Written exercise a - In the records below, list every line that contains the word "green". Case counts.

Selected passage -
A Flexible Triboelectric Nanogenerator Based on Multilayer MXene/Cellulose Nanofibril Composite Film for Patterned Electroluminescence Display.

The flexible self-powered display system integrating a flexible triboelectric nanogenerator (TENG) and flexible alternating current electroluminescence (ACEL) has attracted increasing attention for its promising potential in human-machine interaction applications. In this work, a performance-enhanced MXene/cellulose nanofibril (CNF)/MXene-based TENG (MCM-TENG) is reported for powering a flexible patterned ACEL device in order to realize self-powered display. The MCM multilayer composite film was self-assembled through the layer-by-layer method. The MCM film concurrently acted as a triboelectric layer and electrode layer due to its high conductivity and strength. Moreover, the effect of CNF concentration and number of layers on the output performance of TENG was investigated. It was found that the MCM-TENG realized the optimum output performance. Finally, a flexible self-powered display device was realized by integrating the flexible TENG and ACEL. The MCM-TENG with an output voltage of ≈90 V at a frequency of 2 Hz was found to be efficient enough to power the ACEL device. Therefore, the as-fabricated flexible TENG demonstrates a promising potential in terms of self-powered displays and human-machine interaction.

Written exercise b - According to the abstract above, what method was used to self-assemble the MCM multilayer composite film?

Excerpted records -

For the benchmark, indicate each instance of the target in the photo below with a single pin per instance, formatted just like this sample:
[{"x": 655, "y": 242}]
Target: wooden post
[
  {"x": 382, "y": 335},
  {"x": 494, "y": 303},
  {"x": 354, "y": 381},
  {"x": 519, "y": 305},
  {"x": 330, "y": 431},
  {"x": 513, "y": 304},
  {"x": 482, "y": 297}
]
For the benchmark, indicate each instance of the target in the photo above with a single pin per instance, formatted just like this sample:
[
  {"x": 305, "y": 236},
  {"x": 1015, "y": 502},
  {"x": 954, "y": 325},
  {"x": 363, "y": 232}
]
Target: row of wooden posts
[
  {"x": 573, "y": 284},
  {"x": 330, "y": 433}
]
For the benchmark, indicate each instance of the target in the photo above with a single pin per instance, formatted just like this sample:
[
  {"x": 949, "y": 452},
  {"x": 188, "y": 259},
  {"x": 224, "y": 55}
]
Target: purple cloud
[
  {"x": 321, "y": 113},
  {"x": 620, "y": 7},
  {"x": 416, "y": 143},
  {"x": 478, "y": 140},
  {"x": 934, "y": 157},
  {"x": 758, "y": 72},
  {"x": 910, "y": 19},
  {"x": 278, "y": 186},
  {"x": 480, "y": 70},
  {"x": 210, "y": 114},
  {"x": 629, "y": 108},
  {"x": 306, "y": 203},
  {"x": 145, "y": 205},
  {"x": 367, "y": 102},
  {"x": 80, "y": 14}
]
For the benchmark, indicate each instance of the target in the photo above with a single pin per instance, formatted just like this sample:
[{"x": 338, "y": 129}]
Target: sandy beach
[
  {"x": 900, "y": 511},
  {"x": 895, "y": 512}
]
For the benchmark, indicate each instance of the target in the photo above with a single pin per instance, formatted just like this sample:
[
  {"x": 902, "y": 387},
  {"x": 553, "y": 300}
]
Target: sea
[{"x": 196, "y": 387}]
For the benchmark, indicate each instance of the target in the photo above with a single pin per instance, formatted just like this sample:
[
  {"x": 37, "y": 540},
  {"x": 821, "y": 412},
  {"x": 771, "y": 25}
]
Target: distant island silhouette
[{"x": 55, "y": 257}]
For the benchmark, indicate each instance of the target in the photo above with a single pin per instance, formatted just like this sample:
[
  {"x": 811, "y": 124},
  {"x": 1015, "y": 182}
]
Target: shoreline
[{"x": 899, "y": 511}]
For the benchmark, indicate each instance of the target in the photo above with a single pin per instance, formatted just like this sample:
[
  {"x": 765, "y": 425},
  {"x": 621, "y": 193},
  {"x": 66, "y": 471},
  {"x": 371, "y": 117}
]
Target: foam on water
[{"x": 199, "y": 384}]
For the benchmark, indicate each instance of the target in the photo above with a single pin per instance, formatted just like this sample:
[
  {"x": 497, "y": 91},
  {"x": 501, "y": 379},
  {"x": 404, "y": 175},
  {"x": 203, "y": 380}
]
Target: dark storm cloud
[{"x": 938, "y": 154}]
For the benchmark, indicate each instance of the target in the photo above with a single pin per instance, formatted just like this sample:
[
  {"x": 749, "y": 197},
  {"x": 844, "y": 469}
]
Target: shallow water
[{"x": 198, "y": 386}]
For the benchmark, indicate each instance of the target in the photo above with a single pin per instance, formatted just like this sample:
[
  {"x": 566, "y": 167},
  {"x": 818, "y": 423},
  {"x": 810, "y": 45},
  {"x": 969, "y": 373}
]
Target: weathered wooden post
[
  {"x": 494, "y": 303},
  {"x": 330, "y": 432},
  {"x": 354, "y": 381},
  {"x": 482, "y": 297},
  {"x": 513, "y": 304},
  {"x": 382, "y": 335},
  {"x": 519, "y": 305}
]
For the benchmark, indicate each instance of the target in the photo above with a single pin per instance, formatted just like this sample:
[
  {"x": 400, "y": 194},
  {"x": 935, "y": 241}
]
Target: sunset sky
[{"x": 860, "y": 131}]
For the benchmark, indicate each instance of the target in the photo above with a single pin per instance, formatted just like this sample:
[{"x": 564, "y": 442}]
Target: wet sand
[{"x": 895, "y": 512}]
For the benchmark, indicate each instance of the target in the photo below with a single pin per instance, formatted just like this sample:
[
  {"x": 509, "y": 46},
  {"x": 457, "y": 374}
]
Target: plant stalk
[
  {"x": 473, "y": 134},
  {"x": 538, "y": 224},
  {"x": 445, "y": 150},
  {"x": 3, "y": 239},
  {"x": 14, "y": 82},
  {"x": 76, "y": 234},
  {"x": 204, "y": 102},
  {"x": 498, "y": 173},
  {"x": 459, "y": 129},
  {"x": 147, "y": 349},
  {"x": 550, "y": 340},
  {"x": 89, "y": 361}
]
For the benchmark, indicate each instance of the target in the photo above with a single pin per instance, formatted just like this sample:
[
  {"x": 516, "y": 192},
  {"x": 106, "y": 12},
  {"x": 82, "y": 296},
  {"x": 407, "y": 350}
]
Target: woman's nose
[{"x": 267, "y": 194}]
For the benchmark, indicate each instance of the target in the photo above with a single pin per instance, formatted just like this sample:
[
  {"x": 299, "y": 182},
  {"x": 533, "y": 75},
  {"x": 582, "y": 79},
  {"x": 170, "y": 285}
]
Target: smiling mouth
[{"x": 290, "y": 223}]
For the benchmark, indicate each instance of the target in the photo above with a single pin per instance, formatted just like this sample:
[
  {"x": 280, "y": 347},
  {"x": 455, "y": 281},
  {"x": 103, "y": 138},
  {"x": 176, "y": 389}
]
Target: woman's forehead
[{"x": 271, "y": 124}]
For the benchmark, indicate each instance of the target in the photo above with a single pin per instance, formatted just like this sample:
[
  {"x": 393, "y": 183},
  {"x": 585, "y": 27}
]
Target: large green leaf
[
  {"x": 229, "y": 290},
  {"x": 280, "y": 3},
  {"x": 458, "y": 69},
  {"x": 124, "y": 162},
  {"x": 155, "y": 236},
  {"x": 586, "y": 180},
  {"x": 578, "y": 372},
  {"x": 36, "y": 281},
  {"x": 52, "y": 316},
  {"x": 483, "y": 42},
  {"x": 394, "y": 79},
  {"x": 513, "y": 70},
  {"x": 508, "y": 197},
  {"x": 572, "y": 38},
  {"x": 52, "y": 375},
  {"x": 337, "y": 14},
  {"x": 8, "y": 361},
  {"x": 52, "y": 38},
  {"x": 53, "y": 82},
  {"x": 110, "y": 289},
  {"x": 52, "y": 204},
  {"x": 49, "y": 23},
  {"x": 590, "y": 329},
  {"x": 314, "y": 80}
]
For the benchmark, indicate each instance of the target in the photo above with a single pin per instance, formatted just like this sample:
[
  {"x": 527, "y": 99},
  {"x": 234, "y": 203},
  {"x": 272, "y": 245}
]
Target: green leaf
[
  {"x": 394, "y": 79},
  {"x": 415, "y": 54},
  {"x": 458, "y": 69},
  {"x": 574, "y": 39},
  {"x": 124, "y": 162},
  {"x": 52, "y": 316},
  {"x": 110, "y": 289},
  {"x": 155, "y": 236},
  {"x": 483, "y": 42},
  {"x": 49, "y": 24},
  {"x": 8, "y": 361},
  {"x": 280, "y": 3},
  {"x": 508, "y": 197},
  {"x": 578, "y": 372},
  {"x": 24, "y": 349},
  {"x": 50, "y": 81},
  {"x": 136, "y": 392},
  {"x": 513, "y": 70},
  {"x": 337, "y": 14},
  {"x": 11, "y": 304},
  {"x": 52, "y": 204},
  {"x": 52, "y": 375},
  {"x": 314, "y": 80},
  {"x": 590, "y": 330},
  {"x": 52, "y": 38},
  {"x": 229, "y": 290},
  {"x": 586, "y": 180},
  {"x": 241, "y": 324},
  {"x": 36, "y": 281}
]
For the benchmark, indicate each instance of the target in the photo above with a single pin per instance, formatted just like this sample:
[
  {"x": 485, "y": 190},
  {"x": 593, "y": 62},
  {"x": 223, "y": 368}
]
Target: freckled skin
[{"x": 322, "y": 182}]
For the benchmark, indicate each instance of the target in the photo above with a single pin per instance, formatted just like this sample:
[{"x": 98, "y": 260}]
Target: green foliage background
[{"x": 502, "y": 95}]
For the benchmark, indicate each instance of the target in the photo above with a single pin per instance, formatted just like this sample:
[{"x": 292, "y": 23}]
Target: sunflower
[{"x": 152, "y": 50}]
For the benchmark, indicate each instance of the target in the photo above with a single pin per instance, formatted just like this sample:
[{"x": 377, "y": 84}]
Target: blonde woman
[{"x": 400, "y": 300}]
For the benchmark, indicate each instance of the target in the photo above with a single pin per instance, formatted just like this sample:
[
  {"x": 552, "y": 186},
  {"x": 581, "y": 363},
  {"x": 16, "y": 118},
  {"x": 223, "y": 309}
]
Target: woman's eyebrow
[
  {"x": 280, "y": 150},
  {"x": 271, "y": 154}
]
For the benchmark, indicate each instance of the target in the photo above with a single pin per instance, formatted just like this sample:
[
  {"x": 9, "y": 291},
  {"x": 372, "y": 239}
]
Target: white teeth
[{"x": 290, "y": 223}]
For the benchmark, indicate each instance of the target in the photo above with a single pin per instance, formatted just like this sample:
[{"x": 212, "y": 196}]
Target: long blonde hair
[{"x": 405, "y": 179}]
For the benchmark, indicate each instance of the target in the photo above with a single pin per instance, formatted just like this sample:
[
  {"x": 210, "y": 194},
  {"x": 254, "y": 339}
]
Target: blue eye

Problem solution a -
Target: large green leaf
Target: green leaf
Target: green foliage background

Problem solution b - The layer-by-layer method.